Yes, i really think being quiet will make adults match you to being a child, so they treat you one. But if it's someone my own age, no. 

From experience, this is true. When I was quiet, I was treated like a little child. Now that I'm a lot more socially confidence, I'm treated more of a responsible adult.
They don't even talk to me in baby speak now. How awesome? lol


----------



## JupiterStarr

anymouse said:


> i personally love it. gives me the same feeling as when someone braids my hair or tells me what to do. :stu being the youngest of five, i crave that. could be why i am 36 on a board of people who are well... not 36. :stu


So you like being yelled at and bossed around like a child? I want to change this but sometimes I hate myself so much that I feel as if deserve to be mistreated. I feel as if everything is my fault.


----------



## Colton

I was at the dentist a few weeks ago and my lady dentist kept calling me "sweetie" and being nice to me. I had to stand in front of this weird machine while a helmet thing circled my head and x-rayed my teeth. After it was done, she told me I did a "good job" standing there. Like I was a child or something. Then she said "has anyone ever told you you have nice teeth?"

I don't know if she's overly nice to everyone or if she thought I was a dummy. I didn't say more than 8 words during the entire appointment, so she probably thought I was midly retarded. But for all I know, she could be really shy too and she was just nervous. I don't know... but I do know how it feels to have people talk to you like you're a dummy.

EDIT: Most people do not yell at me or curse at me, though. Children shouldn't be treated like that and women should definitely not be treated like that. You don't have to put up with that abuse!


----------



## JupiterStarr

In social settings I'm so fixated on trying not to upset others. It's tiring, and sometimes I want nothing more than to lock myself inside of my house for the rest of my life and hide.


----------



## Kon

JupiterStarr said:


> Do you find that others treat you like a child or as if you're stupid? Even worse, do you have a hard time defending yourself when others do this? Some people on my job really disrespect me. I've been cursed at and bossed around, but I sometimes think I deserve it.
> 
> I'm very quiet and I do think this comes across to others as acting stupid. I often feel quite intimidated by some of my co workers; I'm afraid of doing something stupid/weird and getting laughed at or worse, yelled at.


Very much. I'm intensely afraid of messing up and getting yelled at. Laughed at, wouldn't bother me. I think my fear comes from messing up and getting yelled at since I was little kid. I was slower at picking up stuff at work compared to others and I was very absent-minded/forgetful. I was yelled at by quite a few employers/my parents. When I got yelled at, that would make me screw up even more and then they would get madder at me. I used to lose/forget stuff all the time. But yelling at me didn't solve anything because I'd be so scared of getting yelled at that my mind would go blank. Maybe you got yelled at by parents/educators when you were younger?


----------



## JupiterStarr

Kon said:


> Very much. I'm intensely afraid of messing up and getting yelled at. Laughed at, wouldn't bother me. I think my fear comes from messing up and getting yelled at since I was little kid. I was slower at picking up stuff at work compared to others and I was very absent-minded/forgetful. I was yelled at by quite a few employers/my parents. When I got yelled at, that would make me screw up even more and then they would get madder at me. I used to lose/forget stuff all the time. But yelling at me didn't solve anything because I'd be so scared of getting yelled at that my mind would go blank.* Maybe you got yelled at by parents/educators when you were younger?*


Strangely, I don't think so. I think I've been yelled at and humiliated more as an adult.

## Written task A
List every username that appears in the forum thread, whether as a post heading or in a quote attribution.
## Written task B
Answer these questions from the forum thread:
(i) What pet name did Colton's dentist keep calling him?
(ii) According to anymouse, what is their position among five siblings?
(iii) In the final post, when does JupiterStarr think they have been yelled at and humiliated more?
## Written task C
Write out the section of the forum thread that opens with the words containing "So you like" and closes with "is my fault.".
Rely only on the forum thread when responding.

Excerpts of bounding box data:
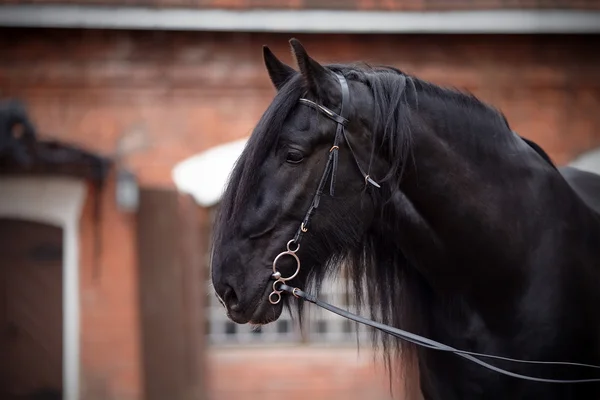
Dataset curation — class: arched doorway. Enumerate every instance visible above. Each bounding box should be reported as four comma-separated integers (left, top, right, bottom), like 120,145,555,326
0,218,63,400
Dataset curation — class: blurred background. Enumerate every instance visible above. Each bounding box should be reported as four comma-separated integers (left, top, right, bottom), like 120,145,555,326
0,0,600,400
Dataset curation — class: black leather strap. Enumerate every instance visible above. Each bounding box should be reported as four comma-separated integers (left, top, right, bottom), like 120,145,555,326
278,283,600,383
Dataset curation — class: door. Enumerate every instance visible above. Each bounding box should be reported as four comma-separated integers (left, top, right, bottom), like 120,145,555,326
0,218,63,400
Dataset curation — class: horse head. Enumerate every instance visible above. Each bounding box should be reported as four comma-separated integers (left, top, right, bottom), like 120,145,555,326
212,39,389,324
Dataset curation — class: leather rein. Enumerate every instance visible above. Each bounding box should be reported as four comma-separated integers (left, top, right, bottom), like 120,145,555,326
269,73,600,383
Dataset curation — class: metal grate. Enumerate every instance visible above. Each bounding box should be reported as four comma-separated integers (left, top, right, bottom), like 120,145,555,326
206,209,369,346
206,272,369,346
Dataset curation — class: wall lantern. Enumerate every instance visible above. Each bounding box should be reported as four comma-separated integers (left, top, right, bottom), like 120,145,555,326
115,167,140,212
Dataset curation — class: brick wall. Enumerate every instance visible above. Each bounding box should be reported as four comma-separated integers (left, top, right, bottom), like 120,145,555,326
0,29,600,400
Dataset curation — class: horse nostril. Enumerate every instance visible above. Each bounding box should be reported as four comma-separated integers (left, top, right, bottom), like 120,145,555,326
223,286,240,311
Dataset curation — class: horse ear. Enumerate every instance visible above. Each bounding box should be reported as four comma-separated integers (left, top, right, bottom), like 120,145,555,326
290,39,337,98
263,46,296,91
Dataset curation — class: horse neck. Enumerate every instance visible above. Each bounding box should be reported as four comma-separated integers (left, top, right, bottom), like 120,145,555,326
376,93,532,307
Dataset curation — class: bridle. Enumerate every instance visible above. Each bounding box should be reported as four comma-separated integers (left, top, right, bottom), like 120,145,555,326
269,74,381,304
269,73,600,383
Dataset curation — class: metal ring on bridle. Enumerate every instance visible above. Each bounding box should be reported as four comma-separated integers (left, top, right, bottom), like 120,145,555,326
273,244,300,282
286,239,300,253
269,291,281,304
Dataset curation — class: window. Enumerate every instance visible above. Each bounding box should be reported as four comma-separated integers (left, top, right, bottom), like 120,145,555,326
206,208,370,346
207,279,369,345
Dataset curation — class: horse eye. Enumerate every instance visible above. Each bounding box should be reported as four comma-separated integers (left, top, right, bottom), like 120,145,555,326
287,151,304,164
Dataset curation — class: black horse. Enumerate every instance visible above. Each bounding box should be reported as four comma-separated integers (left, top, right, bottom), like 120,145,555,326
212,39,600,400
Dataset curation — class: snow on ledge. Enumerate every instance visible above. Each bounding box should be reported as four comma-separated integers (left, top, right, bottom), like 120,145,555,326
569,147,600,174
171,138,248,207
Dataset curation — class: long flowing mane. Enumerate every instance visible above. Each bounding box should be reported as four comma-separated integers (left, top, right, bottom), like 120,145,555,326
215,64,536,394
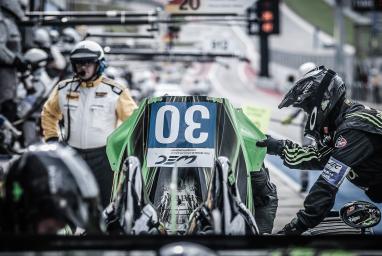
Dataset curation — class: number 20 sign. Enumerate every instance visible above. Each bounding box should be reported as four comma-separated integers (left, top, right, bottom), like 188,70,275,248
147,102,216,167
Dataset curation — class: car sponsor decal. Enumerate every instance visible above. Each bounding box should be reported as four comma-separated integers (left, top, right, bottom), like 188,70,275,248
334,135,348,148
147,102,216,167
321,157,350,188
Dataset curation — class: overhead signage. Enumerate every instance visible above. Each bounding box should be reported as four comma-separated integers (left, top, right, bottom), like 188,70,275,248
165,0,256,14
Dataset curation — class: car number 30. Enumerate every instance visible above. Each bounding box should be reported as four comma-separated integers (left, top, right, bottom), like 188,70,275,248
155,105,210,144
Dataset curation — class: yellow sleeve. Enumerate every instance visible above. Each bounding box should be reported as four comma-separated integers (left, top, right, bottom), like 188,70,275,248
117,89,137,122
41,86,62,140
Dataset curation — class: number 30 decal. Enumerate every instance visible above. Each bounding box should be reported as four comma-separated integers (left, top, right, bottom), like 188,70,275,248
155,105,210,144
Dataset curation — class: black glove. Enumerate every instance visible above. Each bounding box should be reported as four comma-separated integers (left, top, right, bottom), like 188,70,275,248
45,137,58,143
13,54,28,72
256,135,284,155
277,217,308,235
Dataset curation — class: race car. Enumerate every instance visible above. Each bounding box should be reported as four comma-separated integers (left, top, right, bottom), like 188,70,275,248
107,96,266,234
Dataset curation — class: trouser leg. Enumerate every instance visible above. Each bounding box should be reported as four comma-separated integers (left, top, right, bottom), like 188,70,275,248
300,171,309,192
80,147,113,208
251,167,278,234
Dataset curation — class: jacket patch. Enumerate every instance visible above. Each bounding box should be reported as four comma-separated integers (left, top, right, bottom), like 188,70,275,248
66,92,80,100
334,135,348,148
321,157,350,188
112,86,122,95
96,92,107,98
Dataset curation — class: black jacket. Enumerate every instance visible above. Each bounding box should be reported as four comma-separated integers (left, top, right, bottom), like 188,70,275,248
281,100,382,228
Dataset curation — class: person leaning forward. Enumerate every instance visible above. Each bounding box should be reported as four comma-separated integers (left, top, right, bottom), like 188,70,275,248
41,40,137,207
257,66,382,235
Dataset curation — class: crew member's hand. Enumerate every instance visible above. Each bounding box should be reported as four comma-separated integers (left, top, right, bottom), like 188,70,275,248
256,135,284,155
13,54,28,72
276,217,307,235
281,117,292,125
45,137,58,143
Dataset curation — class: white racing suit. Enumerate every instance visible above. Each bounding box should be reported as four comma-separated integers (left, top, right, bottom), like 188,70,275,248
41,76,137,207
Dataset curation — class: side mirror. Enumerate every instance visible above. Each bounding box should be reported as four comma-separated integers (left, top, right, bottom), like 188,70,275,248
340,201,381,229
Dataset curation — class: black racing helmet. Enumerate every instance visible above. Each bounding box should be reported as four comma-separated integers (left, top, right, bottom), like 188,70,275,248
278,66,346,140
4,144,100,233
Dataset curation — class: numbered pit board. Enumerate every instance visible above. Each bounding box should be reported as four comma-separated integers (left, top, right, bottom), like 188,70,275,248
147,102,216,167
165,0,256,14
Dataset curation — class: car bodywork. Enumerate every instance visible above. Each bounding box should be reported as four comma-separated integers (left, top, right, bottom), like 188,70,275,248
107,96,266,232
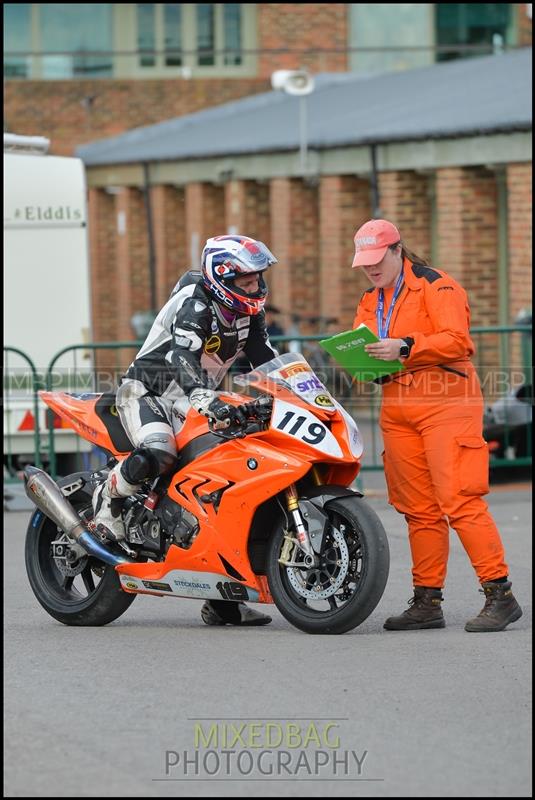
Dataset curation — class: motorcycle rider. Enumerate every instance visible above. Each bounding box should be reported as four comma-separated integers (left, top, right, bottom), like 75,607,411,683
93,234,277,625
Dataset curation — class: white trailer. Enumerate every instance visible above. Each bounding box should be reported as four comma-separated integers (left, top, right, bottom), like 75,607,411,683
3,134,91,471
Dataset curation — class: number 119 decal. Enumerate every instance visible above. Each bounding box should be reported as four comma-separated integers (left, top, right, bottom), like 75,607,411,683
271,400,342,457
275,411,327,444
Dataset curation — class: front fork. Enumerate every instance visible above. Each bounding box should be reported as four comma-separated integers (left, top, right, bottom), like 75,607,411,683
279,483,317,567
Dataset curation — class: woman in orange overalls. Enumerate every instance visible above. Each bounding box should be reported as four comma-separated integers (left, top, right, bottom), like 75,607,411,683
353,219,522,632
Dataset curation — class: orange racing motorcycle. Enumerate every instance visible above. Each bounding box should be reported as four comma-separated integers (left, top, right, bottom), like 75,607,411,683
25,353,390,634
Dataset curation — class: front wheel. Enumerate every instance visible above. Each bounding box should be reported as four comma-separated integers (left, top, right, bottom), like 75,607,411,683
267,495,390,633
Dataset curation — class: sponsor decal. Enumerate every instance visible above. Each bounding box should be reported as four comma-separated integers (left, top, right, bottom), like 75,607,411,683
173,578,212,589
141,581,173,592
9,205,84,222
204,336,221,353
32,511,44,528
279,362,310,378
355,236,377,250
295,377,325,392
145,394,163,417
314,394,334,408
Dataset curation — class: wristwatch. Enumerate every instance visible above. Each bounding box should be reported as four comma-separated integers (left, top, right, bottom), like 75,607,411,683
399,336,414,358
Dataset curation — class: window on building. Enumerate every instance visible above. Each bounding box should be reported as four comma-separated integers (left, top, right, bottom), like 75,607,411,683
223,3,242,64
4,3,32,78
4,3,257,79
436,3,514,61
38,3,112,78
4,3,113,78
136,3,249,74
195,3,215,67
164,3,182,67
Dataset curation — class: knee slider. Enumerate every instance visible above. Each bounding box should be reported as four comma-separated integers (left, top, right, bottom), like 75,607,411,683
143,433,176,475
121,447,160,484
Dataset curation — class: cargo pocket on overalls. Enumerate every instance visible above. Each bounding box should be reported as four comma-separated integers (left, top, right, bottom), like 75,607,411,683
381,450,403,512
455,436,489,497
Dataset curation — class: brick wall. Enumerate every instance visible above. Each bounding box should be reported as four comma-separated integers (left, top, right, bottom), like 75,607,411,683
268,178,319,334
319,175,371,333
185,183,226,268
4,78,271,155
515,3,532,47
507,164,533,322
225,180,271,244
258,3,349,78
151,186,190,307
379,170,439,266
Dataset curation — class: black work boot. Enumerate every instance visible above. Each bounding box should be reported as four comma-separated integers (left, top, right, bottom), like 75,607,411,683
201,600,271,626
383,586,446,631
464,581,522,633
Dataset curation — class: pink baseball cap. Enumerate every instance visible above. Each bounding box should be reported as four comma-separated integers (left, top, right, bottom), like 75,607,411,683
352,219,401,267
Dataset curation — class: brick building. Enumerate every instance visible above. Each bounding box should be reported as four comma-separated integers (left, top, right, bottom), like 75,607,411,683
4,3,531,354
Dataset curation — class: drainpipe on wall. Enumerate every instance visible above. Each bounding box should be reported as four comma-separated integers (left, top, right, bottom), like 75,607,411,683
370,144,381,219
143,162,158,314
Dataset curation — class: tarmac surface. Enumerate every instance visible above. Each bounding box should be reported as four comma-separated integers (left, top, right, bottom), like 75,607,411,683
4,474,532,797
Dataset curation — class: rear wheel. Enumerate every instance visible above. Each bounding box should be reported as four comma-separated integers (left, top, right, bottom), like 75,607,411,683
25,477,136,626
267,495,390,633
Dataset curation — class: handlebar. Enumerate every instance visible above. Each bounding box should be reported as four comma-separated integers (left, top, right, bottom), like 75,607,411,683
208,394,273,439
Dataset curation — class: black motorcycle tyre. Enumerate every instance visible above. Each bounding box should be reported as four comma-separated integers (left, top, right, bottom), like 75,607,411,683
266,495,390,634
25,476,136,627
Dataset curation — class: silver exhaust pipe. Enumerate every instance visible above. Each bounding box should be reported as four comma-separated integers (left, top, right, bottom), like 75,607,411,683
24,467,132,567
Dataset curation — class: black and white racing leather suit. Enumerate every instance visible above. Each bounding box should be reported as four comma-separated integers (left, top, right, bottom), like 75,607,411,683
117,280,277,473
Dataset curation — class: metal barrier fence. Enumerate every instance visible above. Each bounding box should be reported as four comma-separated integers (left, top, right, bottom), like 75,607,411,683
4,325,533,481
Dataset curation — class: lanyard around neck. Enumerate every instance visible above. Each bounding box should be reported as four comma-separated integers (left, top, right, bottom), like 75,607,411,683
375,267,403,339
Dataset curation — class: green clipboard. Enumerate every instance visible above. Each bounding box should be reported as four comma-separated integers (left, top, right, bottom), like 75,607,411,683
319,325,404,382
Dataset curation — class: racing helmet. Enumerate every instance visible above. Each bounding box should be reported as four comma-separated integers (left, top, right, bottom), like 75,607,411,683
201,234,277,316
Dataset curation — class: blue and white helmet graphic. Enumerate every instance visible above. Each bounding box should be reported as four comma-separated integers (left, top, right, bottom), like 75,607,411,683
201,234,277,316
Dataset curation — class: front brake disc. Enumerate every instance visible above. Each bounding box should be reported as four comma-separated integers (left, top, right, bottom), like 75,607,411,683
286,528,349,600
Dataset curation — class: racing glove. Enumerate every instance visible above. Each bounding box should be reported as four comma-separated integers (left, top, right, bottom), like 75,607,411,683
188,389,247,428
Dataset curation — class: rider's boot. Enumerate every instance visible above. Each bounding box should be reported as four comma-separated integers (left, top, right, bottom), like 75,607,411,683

## Expected output A
JupiterStarr
anymouse
Colton
Kon

## Expected output B
(i) "Sweetie."
(ii) The youngest.
(iii) As an adult.

## Expected output C
So you like being yelled at and bossed around like a child? I want to change this but sometimes I hate myself so much that I feel as if deserve to be mistreated. I feel as if everything is my fault.